#### [WHAT THE TASK REQUIRES]
Return all lines of the records that contain the word "below".

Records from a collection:
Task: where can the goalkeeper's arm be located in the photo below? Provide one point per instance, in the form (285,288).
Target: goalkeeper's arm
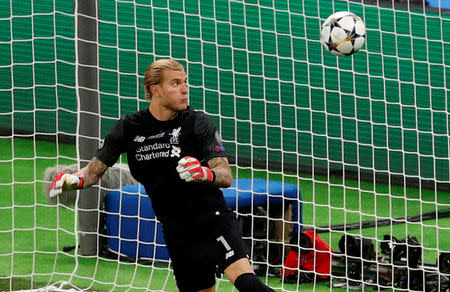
(218,171)
(84,178)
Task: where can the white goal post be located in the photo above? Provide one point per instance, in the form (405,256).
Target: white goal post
(365,138)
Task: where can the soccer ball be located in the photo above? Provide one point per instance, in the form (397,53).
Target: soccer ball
(343,33)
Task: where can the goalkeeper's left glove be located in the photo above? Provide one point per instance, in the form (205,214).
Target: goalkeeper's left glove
(190,169)
(64,181)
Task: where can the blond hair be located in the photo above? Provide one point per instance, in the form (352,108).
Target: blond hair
(154,74)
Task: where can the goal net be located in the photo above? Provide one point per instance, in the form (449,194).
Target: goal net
(364,138)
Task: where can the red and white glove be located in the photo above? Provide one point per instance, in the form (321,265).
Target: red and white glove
(64,181)
(190,169)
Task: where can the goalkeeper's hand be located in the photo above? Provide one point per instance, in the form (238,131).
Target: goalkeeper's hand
(190,169)
(64,181)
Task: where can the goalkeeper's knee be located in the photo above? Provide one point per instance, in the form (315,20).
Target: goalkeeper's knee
(248,282)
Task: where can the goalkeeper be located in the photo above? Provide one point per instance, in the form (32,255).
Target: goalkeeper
(177,154)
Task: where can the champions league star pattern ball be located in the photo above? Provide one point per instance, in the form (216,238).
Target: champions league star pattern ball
(343,33)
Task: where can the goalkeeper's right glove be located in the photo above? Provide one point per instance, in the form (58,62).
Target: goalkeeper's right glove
(64,181)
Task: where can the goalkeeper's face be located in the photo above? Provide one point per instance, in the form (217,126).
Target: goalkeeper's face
(173,90)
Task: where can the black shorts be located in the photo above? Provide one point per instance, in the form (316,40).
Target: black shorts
(197,259)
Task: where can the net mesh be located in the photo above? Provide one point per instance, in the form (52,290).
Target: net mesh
(364,137)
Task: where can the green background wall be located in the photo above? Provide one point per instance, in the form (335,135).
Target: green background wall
(259,70)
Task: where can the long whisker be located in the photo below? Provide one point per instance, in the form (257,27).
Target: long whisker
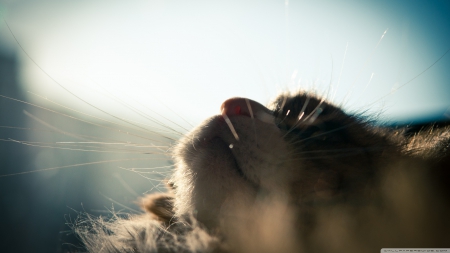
(73,166)
(85,121)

#### [ANSWER BOX]
Task: where can the goalkeeper's arm be located in the photo below? Provide one point per instance, in the form (285,288).
Task: where can the long whisker be located in the photo below? Provide one point per instance, in the form (257,27).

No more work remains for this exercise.